# MATERIAL SUPPLIED
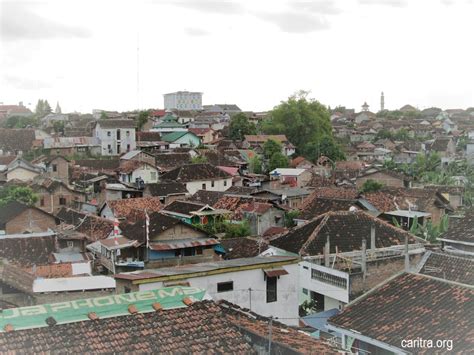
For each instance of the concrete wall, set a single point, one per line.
(378, 272)
(219, 185)
(385, 179)
(179, 231)
(21, 174)
(125, 139)
(286, 305)
(30, 220)
(50, 202)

# TASK TO COMPLETE
For this exercise, return every entry verbatim and omit all pictures.

# ANSWER BOX
For each instance of the concrete wall, set a single point, one per line.
(378, 272)
(219, 185)
(385, 179)
(179, 231)
(21, 174)
(125, 139)
(286, 305)
(30, 220)
(50, 202)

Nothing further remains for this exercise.